What you are asked to do »
Look through the records, and wherever the string "body" turns up, copy out that line.

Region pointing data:
--- START ---
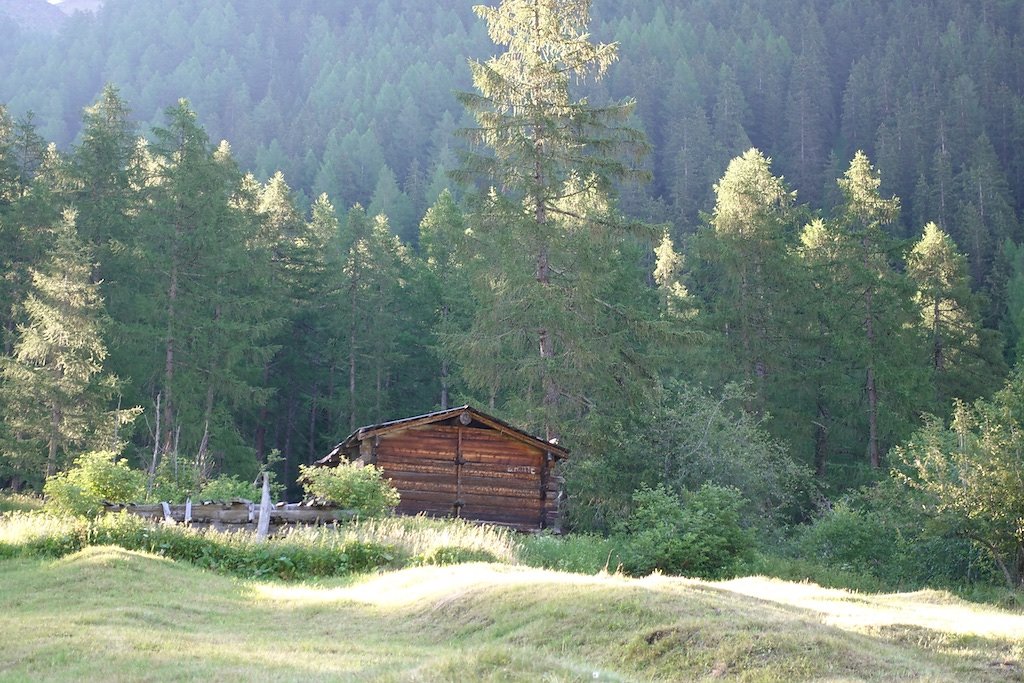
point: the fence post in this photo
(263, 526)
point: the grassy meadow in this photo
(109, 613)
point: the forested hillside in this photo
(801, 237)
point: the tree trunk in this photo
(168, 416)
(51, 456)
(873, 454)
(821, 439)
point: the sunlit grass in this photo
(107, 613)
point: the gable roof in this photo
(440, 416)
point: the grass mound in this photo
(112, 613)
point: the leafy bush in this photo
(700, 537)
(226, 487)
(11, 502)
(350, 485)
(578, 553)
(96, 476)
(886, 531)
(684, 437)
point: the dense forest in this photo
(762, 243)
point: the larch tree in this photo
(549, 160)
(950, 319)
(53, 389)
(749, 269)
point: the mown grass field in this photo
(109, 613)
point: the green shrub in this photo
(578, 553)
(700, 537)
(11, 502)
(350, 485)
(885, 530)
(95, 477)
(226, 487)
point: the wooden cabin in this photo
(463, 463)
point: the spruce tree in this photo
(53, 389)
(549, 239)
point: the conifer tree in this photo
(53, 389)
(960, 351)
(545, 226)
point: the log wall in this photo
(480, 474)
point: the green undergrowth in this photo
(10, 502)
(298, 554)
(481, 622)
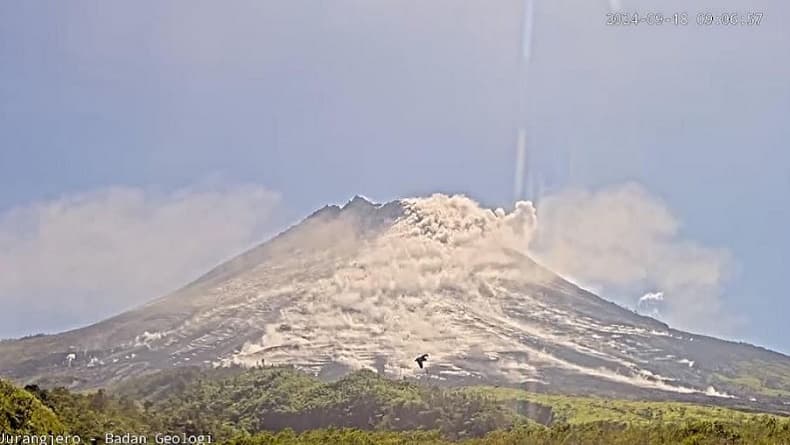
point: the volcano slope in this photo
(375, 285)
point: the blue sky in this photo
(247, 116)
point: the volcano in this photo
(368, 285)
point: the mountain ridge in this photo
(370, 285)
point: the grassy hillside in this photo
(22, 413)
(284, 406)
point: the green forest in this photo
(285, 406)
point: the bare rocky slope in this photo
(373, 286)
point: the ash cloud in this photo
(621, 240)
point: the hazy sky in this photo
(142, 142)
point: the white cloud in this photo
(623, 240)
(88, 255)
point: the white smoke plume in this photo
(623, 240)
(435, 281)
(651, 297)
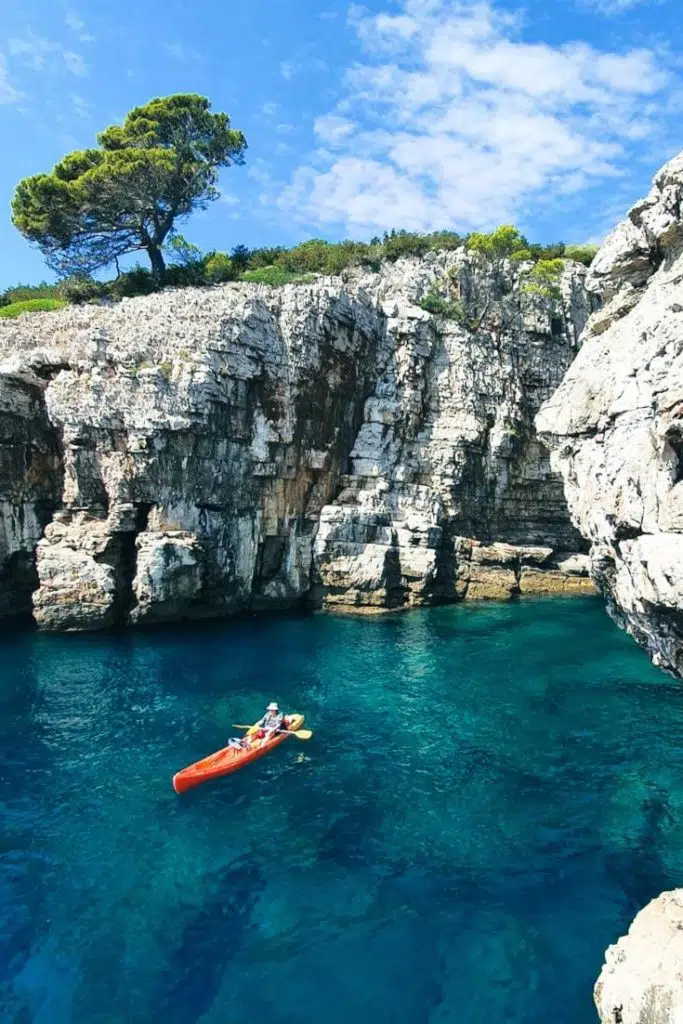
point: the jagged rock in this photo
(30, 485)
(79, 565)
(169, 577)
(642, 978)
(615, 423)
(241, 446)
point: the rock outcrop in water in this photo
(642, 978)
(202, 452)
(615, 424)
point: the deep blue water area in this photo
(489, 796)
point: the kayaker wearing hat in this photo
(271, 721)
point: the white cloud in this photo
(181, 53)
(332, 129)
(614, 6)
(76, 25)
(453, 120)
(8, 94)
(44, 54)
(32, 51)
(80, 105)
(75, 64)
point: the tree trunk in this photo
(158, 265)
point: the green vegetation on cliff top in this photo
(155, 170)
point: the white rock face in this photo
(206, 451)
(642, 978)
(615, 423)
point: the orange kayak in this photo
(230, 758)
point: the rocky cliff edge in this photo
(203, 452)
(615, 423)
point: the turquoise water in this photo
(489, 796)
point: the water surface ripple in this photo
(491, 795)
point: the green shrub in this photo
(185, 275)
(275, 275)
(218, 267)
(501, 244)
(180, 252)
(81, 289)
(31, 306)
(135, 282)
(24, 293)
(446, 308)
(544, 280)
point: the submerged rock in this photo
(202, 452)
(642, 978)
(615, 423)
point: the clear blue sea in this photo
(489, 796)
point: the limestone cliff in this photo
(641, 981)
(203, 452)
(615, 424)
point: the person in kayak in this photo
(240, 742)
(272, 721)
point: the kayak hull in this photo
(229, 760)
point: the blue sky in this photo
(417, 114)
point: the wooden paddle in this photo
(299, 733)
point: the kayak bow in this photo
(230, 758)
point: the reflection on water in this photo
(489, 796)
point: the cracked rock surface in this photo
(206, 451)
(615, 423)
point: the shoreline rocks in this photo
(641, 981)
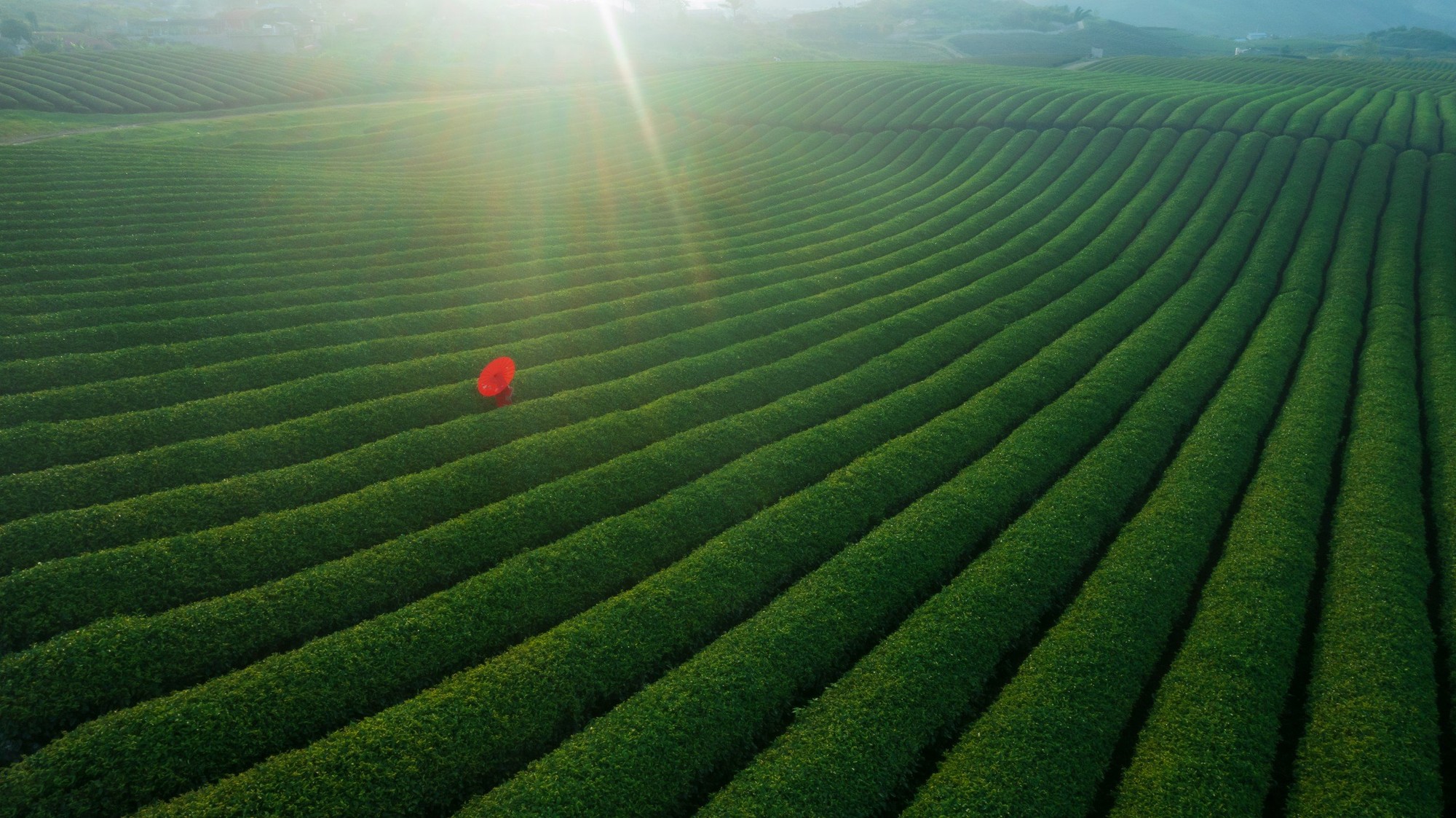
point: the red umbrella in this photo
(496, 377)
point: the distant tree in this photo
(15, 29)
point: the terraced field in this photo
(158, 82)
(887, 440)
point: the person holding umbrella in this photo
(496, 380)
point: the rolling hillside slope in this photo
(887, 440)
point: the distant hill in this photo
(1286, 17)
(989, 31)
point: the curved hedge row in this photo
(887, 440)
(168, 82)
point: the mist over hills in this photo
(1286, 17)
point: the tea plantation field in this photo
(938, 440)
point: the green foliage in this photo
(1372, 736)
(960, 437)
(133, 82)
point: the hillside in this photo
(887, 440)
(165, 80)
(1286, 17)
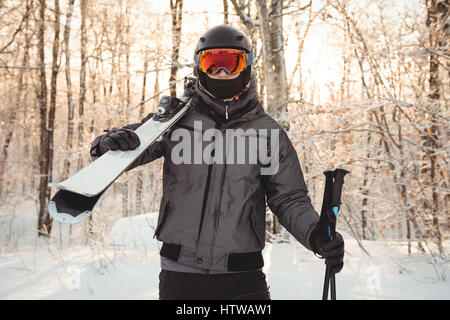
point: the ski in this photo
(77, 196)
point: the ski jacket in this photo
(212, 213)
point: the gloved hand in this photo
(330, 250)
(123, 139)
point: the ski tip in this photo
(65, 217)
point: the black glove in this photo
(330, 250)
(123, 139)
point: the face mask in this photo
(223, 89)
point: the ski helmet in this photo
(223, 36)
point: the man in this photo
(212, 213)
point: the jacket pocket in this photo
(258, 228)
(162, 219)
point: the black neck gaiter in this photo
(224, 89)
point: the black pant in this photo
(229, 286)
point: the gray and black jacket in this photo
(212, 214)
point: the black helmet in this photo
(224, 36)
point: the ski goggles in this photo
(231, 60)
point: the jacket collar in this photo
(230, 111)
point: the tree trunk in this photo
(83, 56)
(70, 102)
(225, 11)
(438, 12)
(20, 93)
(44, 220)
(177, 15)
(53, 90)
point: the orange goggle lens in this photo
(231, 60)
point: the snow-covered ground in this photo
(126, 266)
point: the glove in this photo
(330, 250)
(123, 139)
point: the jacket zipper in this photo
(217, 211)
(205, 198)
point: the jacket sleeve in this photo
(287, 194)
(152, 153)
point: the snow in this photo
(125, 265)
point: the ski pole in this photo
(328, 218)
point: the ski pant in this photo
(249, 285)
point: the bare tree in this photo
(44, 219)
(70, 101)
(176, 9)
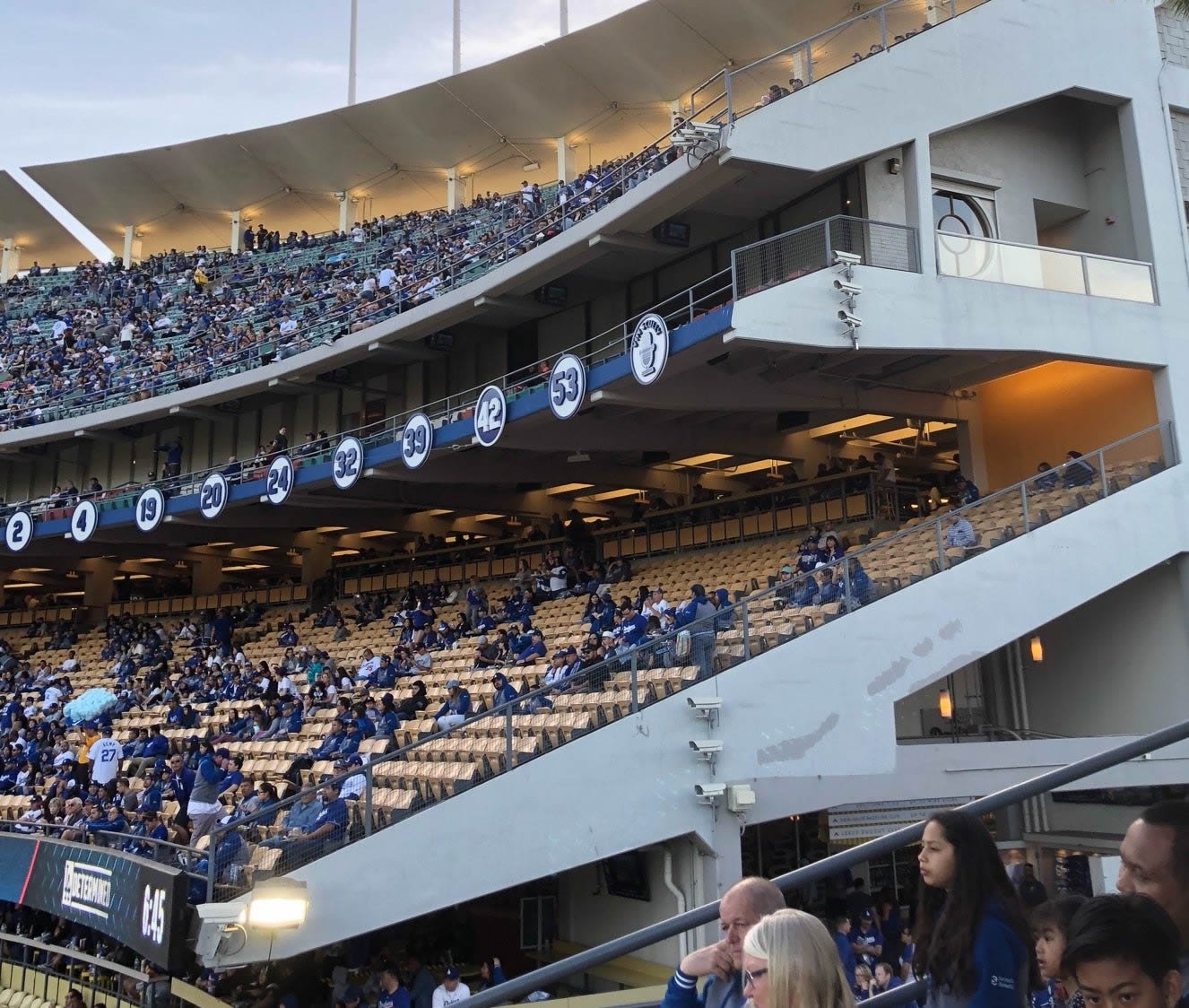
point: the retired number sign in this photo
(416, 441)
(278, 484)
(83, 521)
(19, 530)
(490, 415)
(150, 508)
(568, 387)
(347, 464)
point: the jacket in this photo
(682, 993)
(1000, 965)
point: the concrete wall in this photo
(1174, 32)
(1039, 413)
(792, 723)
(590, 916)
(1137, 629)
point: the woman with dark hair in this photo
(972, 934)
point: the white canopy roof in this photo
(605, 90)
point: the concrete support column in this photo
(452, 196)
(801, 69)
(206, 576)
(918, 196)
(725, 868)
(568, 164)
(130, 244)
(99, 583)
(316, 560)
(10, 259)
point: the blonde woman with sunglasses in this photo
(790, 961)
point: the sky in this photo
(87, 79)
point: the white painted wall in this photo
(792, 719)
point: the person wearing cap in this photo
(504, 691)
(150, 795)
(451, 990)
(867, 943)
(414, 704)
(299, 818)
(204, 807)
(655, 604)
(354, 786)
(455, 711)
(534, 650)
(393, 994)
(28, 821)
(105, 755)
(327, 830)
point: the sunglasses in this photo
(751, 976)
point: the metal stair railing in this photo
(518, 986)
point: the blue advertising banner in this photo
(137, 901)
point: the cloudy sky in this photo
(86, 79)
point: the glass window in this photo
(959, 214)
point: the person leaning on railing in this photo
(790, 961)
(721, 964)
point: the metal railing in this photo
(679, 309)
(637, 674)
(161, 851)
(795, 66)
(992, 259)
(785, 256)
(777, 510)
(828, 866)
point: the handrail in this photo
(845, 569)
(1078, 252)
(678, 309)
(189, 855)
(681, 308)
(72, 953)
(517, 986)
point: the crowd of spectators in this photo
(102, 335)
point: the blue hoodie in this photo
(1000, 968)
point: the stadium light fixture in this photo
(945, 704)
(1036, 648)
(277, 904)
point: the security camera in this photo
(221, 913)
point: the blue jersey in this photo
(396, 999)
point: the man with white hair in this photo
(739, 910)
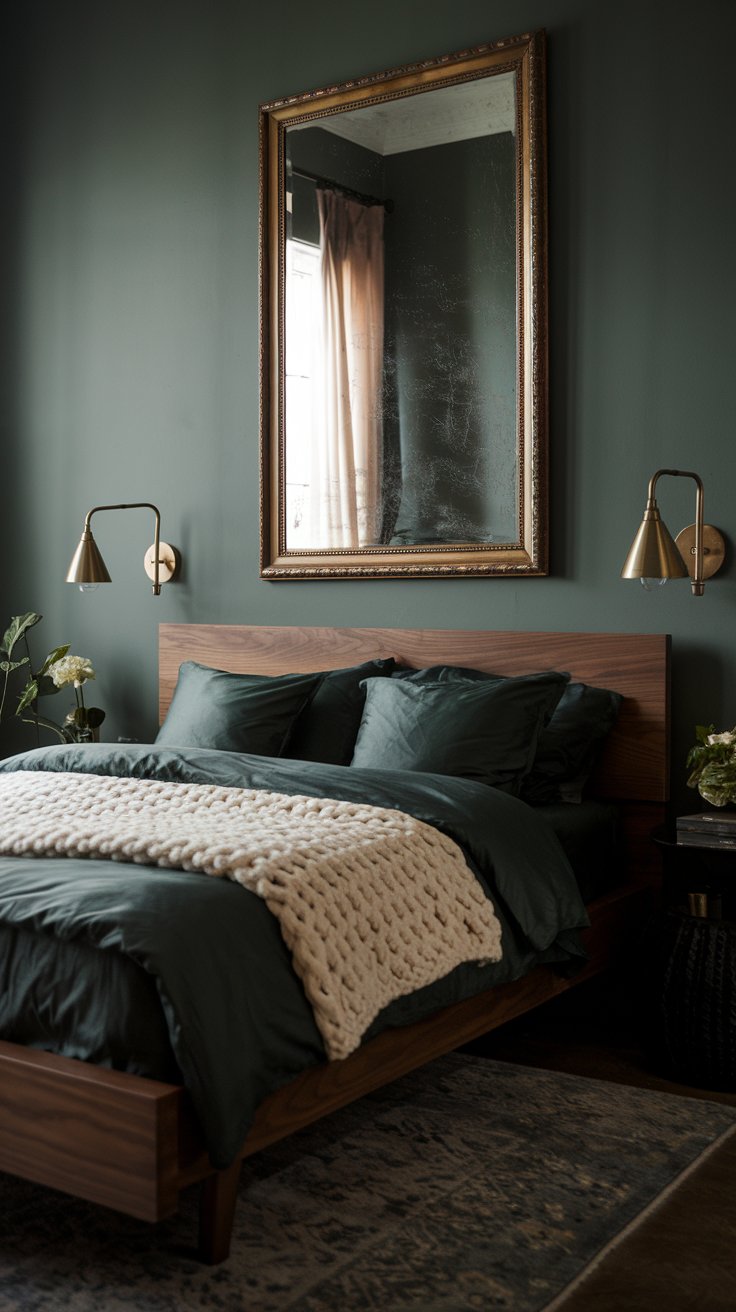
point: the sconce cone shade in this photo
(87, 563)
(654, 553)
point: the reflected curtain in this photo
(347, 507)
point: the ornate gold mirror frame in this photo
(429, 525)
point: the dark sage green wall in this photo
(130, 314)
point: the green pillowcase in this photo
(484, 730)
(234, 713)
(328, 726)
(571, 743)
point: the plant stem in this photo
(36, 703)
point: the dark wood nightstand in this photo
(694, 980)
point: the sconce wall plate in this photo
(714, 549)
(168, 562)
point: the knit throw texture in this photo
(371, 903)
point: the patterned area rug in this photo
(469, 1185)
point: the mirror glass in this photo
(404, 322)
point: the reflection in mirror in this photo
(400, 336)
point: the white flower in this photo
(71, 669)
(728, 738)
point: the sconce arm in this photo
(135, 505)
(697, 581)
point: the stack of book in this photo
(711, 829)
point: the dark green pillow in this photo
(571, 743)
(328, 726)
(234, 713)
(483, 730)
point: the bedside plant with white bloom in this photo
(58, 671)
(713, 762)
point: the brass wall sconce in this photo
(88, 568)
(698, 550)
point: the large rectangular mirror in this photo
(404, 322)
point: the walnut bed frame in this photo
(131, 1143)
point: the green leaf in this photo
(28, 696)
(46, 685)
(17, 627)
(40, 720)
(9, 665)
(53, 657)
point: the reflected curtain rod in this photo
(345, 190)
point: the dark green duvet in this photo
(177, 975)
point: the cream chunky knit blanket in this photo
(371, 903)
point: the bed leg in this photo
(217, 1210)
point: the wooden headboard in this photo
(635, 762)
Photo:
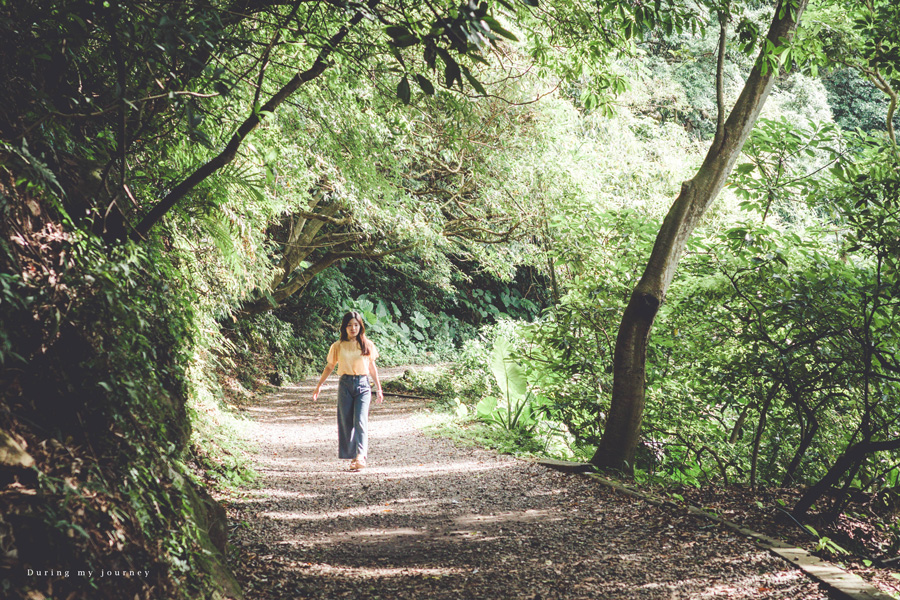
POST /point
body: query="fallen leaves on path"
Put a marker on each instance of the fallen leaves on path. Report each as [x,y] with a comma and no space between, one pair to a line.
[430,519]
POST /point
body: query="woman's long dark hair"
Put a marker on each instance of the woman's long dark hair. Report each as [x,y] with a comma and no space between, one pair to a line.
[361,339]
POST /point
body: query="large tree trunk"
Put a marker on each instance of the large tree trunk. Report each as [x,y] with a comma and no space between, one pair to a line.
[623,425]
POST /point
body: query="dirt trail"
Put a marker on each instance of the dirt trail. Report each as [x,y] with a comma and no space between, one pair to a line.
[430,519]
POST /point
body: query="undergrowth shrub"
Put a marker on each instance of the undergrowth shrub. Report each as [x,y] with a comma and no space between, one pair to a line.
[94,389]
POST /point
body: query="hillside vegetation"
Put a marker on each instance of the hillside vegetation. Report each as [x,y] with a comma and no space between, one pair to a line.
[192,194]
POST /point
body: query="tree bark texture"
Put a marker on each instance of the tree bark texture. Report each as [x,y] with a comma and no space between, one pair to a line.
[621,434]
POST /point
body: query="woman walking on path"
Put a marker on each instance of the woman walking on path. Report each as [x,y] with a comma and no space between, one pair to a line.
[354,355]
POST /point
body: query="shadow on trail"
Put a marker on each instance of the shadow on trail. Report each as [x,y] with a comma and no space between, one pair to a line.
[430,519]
--- END ---
Solved exercise »
body: query="fallen leaves on path"
body: query="woman's long dark hair"
body: query="large tree trunk"
body: query="dirt trail"
body: query="undergrowth shrub"
body: query="hillside vegetation"
body: query="tree bark texture"
body: query="woman walking on path"
body: query="shadow on trail"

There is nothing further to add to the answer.